[Exercise brief]: Can you put the lines of the material, from its very start through the line holding "box: [123, 59, 149, 97]", both ends inclusive, into a numbered list, leaving out any blank lines?

### Data for processing ###

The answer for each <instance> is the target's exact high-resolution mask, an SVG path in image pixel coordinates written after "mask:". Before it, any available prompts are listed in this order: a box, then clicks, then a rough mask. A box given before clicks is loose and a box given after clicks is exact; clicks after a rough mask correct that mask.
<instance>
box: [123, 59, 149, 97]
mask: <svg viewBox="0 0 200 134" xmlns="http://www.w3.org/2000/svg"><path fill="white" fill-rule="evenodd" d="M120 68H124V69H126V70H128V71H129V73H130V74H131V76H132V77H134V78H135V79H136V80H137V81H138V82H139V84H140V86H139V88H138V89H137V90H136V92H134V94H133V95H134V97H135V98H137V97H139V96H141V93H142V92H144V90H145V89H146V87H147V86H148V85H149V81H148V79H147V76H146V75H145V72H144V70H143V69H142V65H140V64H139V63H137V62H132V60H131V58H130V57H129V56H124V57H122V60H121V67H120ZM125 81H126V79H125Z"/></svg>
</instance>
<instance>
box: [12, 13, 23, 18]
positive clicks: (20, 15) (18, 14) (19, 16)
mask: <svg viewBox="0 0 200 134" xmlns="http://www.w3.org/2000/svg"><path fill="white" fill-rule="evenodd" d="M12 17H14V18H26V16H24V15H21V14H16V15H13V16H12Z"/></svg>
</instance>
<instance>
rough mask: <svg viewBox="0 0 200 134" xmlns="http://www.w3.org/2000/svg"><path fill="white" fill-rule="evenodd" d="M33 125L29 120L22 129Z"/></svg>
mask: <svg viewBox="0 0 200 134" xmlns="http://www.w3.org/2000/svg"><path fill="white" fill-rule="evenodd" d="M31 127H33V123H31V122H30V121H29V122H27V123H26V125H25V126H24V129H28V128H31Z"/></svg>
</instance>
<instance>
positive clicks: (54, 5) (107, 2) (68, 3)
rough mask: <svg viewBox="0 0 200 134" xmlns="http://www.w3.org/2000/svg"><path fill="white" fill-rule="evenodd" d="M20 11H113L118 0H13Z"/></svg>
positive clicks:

###

[Reply to the exercise]:
1. The answer for each <instance> is the target's exact high-resolution mask, an SVG path in image pixel coordinates written after "mask:". Before it, any available prompts are listed in this order: a box, then clicks, then a rough mask. A box given before clicks is loose and a box given after clicks is exact; clicks after a rough mask correct that mask.
2. <instance>
3. box: [123, 59, 149, 97]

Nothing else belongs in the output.